Text excerpt:
When I built F3NR1R, my fennec fox robot, I created an adapter board for breaking out Teensy and Arduino Nano 33 BLE Sense boards to prototype with a mini breadboard:
Since the two aren't totally pin-compatible, the board allows you to mount either microcontroller on a mini breadboard (so you can swap them out), while using most of the same physical connections for servos and NeoPixels – to create light and motion effects for your companion bot.
When it came time to build a new robot this year, I wanted to reuse the system, but it was so tedious that I've decided to design a quick circuit board for the same task. It's designed to be flexible, so you can keep using the same basic circuit setup without soldering a ton of custom breakouts (which is a time-sink I've found myself stuck on many, many times...). You could swap in any similar board and change the pins easily by moving your servo connections or shifting the breadboard wires.
Order the most recent version from OSH Park here!
Jumpers
I wanted to make the 3-pin headers available to both sides of the microcontroller, without the extra bulk / nuisance / supplies for two full sets of headers. So, I created a column of solderable jumpers on the back. If I'm not using all of the pins on the header side (which I virtually never do), I can easily bridge one over from the opposite side of the board.
Since I'm building a black cat or raccoon robot for Halloween, and this is the sort of "heart" of the bot (taking neural impulses from the "brain" and using them to drive behavior), I decided to go with a ribcage motif for the connecting traces between the two sides:
Silkscreen
The board is somewhat self-documenting, inspired by Joey Castillo's Open Book e-reader project.
The quote at the bottom – "Mittler zwischen Hirn und Händen muss das Herz sein!" – is from Metropolis and means, "the mediator between head and hands must be the heart!" It's an elegant expression of a philosophy that drives my work.
Circuit
It really helped to remember that in KiCad (free / open source CAD software), you don't actually need to create a schematic file! You can just work directly in the.brd layout tool, which is AWESOME, because I like to make lots of little adapters for various projects.
This was a very simple design: on the top is a big silkscreened rectangle to hold the mini breadboard. On each side, some rows of headers; you must have three on one side in order to accommodate side-by-side rows of GND, 5V, and signal. Plus a couple of through holes where you can attach a cut-off USB cable (for a battery pack to power the servos/NeoPixels/whatever). And then, on the bottom, the cool part: a hand-drawn ribcage, made of copper traces, allowing you to jump connections over between the two sides of the board.

Records from a collection

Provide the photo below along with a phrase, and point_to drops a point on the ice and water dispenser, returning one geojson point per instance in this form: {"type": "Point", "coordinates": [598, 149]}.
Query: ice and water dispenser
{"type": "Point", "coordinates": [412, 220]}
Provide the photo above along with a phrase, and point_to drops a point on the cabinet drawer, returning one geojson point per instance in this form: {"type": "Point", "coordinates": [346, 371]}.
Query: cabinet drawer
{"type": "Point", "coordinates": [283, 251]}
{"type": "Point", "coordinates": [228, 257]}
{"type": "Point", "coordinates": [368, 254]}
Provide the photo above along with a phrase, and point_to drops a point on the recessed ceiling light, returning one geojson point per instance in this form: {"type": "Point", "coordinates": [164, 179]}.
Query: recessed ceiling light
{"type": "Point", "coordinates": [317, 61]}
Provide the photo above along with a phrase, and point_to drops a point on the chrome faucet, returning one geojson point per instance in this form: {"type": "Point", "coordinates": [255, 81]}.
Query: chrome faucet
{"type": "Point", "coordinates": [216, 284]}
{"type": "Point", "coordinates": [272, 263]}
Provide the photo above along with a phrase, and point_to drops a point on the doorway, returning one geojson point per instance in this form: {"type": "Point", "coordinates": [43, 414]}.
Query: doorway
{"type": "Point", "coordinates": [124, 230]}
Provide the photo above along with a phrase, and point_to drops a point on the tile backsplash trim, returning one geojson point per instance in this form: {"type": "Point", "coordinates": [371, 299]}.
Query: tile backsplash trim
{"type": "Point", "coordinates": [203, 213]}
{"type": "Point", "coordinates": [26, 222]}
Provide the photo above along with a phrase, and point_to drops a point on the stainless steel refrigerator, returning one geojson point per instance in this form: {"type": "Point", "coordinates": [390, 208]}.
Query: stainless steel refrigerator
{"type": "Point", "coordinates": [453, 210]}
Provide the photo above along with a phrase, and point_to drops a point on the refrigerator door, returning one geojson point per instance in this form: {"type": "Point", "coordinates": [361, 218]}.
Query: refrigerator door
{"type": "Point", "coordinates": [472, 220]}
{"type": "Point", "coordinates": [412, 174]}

What the exercise asks:
Extend the post about the robot adapter board, picking up right after its last sentence. These records are separate from the post about the robot adapter board.

Output for this exercise:
I'll publish another project soon that includes my process for bringing art into the circuits. Short answer: I create the outline of the board and place the components, take a screenshot, draw on top of it in a new layer in Procreate on my iPad, export that, scale it in Mac's basic Preview app, use KiCad's Bitmap to Component Converter tool to turn it into a footprint, edit the file if needed to put it on the right layer, import THAT as a footprint in a special KiCad library, then plonk it down on the circuit and test for size! Stay tuned for more detail on that 😅
I always cut corners on my boards. Seriously – I'm done getting poked and jabbed by sharp PCB corners! And at Jazz's request, there are holes for M3 machine screws in the latest version.
UsageAs seen in the photos above, and written on the board itself, you'll probably want to solder male headers on the side with 3 rows of holes. That's where it's easiest to plug things in, and servos usually come with female headers, while for NeoPixels / WS2812 LEDs, you usually solder on whichever type you want. The headers may go on either side of the board, but I find it's convenient to put them on the rib-side.
Side note: be sure to double-check the pin arrangement on your NeoPixels!! Sometimes they put data in the middle, and sometimes 5V, and you'll have to make sure your headers end up in the right arrangement.
Then, stick a mini breadboard on top. You can grab various colors from SparkFun to suit your fancy.
Then, determine your microcontroller's pin arrangement, and how you want it to connect to the PCB. Use breadboard wires to make that happen – solder them to the back side of the headers you put in, assuming you have those mounted on the rib-side. (This design means I didn't have to put in an extra row of holes, though I may change it in future so I can plug in the uC and peripherals on the same side.)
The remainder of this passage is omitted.